↓

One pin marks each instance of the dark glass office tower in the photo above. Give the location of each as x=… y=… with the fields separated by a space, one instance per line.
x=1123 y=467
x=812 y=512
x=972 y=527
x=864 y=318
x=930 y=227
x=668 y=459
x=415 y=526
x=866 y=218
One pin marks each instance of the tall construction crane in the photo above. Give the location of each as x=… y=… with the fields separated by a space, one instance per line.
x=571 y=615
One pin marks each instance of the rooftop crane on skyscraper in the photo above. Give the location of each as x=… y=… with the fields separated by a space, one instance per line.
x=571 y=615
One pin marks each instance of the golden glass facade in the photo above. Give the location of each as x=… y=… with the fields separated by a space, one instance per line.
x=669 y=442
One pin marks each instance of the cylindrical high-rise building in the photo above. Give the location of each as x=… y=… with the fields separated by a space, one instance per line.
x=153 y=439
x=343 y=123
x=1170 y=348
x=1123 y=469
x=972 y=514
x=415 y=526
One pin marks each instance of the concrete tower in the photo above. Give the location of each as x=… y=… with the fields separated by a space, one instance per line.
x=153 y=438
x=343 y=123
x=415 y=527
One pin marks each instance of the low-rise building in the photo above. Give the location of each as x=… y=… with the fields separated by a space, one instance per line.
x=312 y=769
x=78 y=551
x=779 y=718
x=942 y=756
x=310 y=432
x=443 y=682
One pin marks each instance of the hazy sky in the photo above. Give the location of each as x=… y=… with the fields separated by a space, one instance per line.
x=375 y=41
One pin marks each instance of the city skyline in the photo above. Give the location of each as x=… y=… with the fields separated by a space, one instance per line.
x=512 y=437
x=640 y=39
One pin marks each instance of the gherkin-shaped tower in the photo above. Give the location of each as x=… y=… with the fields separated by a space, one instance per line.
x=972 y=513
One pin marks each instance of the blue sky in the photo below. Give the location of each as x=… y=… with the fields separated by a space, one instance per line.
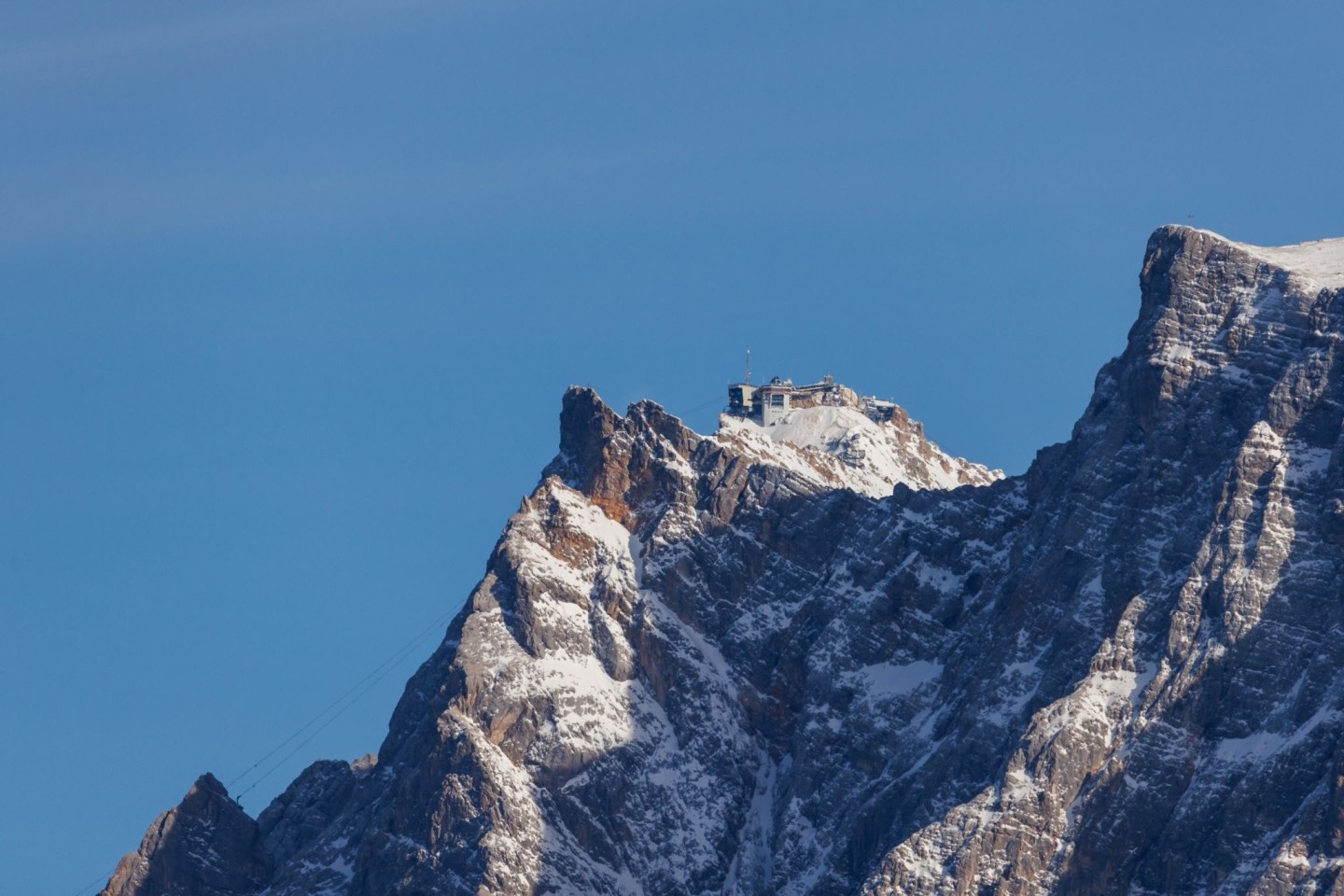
x=289 y=293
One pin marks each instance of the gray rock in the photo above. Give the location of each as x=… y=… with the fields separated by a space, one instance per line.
x=727 y=665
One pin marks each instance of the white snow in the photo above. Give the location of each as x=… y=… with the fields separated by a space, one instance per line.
x=1322 y=260
x=840 y=446
x=885 y=679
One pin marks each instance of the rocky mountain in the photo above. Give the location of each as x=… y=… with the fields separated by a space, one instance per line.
x=836 y=661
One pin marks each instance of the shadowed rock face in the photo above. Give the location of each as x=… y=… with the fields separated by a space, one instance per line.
x=720 y=665
x=207 y=846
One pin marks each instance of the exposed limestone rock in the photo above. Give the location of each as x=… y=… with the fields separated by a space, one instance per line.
x=204 y=847
x=828 y=658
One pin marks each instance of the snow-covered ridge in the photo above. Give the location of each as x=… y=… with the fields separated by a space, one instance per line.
x=842 y=446
x=1320 y=260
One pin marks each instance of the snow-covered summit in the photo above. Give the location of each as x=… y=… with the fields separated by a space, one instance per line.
x=842 y=446
x=1320 y=260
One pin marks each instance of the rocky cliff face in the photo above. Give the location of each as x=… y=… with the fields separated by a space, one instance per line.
x=843 y=663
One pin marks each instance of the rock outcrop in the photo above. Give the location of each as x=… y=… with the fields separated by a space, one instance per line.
x=840 y=661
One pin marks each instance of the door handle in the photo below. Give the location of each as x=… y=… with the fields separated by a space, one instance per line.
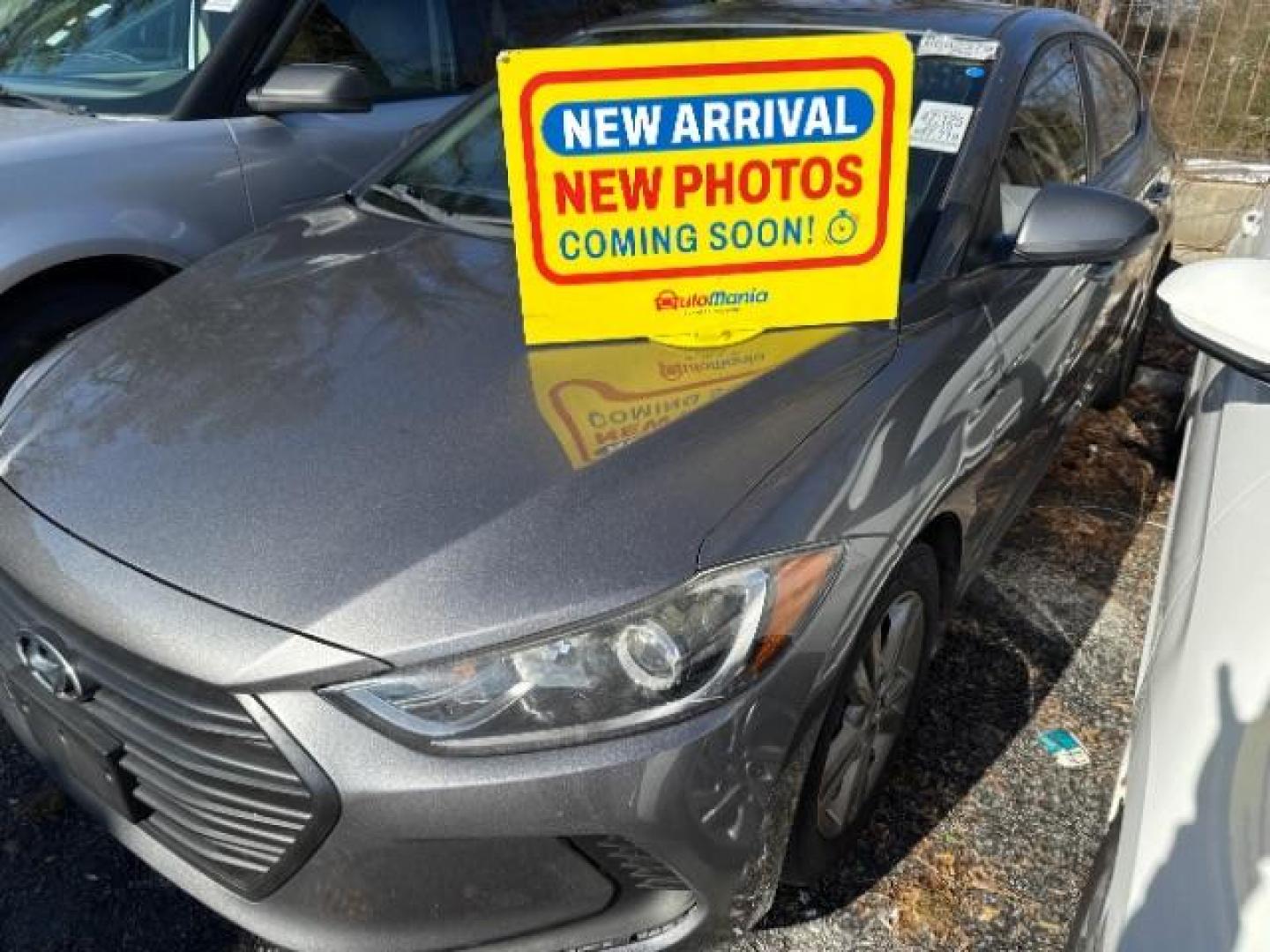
x=1102 y=273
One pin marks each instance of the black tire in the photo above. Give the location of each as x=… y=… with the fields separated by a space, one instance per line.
x=36 y=320
x=813 y=848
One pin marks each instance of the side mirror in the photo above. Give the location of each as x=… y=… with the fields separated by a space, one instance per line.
x=311 y=88
x=1223 y=309
x=1071 y=225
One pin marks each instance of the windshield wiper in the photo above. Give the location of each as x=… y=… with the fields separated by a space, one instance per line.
x=56 y=106
x=476 y=224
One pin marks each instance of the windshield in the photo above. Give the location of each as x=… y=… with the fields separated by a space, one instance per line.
x=460 y=176
x=112 y=56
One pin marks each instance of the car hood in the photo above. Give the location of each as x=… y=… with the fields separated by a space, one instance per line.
x=23 y=123
x=355 y=444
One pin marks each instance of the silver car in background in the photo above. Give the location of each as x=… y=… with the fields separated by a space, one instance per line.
x=1186 y=865
x=136 y=136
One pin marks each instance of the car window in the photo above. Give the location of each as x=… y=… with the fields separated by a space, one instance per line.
x=124 y=56
x=401 y=46
x=1117 y=98
x=437 y=48
x=1048 y=144
x=1047 y=138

↑

→ Task to carry out
Reproduce the whole listing above with "photo above" changed to "image above" everywhere and nothing else altered, leaving out the pictures.

→ Exercise response
One pin marks each instance of the dark glass office tower in the image above. Give the location of each as x=… y=… with the fields separated by a space, one instance per line.
x=1123 y=467
x=812 y=512
x=972 y=527
x=864 y=318
x=930 y=227
x=668 y=459
x=415 y=526
x=866 y=218
One pin marks each instance of the tall construction crane in the image above. Give the location of each as x=… y=… with the fields separated by a space, one instance per line.
x=571 y=615
One pin marks each instance of the rooftop crane on skyscraper in the image above. Give the location of each as x=… y=… with the fields separated by a space, one instance per line.
x=571 y=615
One pin marks each instance of the golden glass facade in the image above. Give the location of each as x=… y=… with the fields separated by a space, one instance per line.
x=669 y=442
One pin marks each instance of the cylindrical high-rise building in the image above. Give the location of each as x=… y=… with the fields separated by a space, one instance per line.
x=153 y=439
x=343 y=123
x=1170 y=348
x=1123 y=469
x=972 y=514
x=415 y=526
One pin marks each instance of the concrete tower in the image above. Give the location of each as x=… y=… with the fields separated by a space, one instance per line.
x=153 y=438
x=343 y=123
x=415 y=527
One pin marks each instance of the low-rise building in the image above. Give the location of each as x=… y=… with the fields separated by a space, one instance per line.
x=312 y=769
x=78 y=551
x=779 y=718
x=942 y=756
x=310 y=432
x=443 y=682
One pin marks each instance of the hazy sky in the image above. Give the location of each as x=… y=… with the fields separated by a space, one instance per line.
x=375 y=41
One pin marks each instance of the city skyline in the image above. Give the location of each as x=… y=… with the fields separated by a space, one instance per line.
x=512 y=437
x=640 y=39
One pin marks each instance of the gherkin-shaped tower in the image above. Give the location of each as x=… y=… with the fields separated by a space, one instance per line.
x=972 y=513
One pin marks each instance of the blue sky in the photo below. Give the location of each as x=… y=… with the fields separated by a space, one instance per line.
x=289 y=293
One pin marks each instance of the gray rock in the image above. Give the location of each as x=… y=… with the fields separated by a space, one instance per line.
x=727 y=665
One pin marks each instance of the white snow in the image above. Give the location of each as x=… y=… with the fields separated by a space, one instance per line.
x=1322 y=260
x=840 y=446
x=885 y=679
One pin marks each instance of the rocky mountain in the image above. Give the location of each as x=… y=… with the fields separated by a space, one instance per line.
x=836 y=661
One pin marks each instance of the shadowed rock face in the image above. Give the location of each as x=… y=… with the fields separated by a space, one instance per line.
x=720 y=665
x=207 y=846
One pin marks each instance of the exposed limestone rock in the image above. Give the location of each as x=… y=… with the fields separated by a space, one instance per line.
x=204 y=847
x=828 y=658
One pin marks each instance of the snow-covered ridge in the image above. Give the location of each as x=… y=… with the fields separated by a space, one instance per line.
x=842 y=446
x=1320 y=260
One pin marks each instance of the snow-covered summit in the image above. Give the location of each as x=… y=… with the fields separated by a space, one instance per line.
x=842 y=446
x=1320 y=260
One pin marks each instance of the rocky cliff face in the image above. Give the location of each as x=… y=… with the fields separated by a space, one instance per line.
x=843 y=663
One pin marks each instance of the rock outcrop in the image above. Give the location of each as x=… y=… with the fields separated by a space, one instance per line.
x=840 y=661
One pin marks each instance of the door handle in the photo below. Give the location of each as x=… y=… with the fields separated by a space, one instance per line.
x=1102 y=273
One pin marks each instance of the black tire in the image above. Give the location of each as x=… y=… with the fields separated by a space, one instance per line.
x=36 y=320
x=813 y=848
One pin marks each instance of the side mirror in the image above. Give the location of each as x=… y=… with the fields separated by a space, one instance per line.
x=311 y=88
x=1223 y=309
x=1071 y=225
One pin marks each instance of the windshield wiper in the image above. Give the location of each as x=… y=… with the fields separated by a space, one instance per line.
x=56 y=106
x=476 y=224
One pin marks each instance of the windshield in the image above. Give the location of each as x=… y=… with the fields separated by a space, one instance per line.
x=460 y=176
x=112 y=56
One pin marks each instance of the car hood in the image above. Give the location of each as x=… y=… with the fields separated by a space, one instance per line.
x=23 y=123
x=355 y=444
One pin marks each instance of the silver car in background in the image above. Give the location of each as x=… y=… with the fields separated by a space, one instance per line.
x=1186 y=865
x=136 y=136
One pin marks each instance of the car window in the image above. Give the location of each as x=… y=… with the fields separated by a space, one instance per line.
x=124 y=56
x=401 y=46
x=1117 y=98
x=437 y=48
x=1048 y=144
x=1047 y=138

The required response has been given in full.